▶ Do this: Rewrite the data below, changing each "gondola" to "cabin" and keeping everything else as it is. Omit the pictures from your version.

▶ Input records:
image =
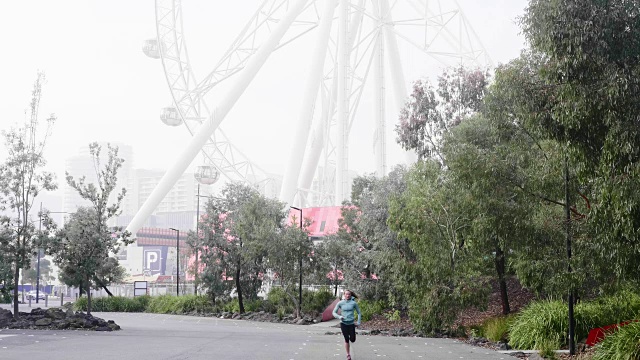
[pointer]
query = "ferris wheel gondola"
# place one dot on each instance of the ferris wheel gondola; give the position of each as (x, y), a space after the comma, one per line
(355, 39)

▶ Exercise result:
image =
[pointer]
query = "ferris wheel cabin"
# place one dot on each instance of the ferris wheel cabin; give the position of each as (x, y), a space after the comma, one per line
(355, 39)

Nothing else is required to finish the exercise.